Aim ▸
Reproduce the listing below word for word, leaving out the pictures.

----

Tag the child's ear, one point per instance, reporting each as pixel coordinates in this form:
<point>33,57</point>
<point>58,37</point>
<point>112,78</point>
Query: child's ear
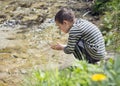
<point>65,22</point>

----

Response below ▸
Tag the child's ear, one point per instance, reporting each as pixel coordinates in this form:
<point>33,57</point>
<point>58,37</point>
<point>112,78</point>
Query: child's ear
<point>65,22</point>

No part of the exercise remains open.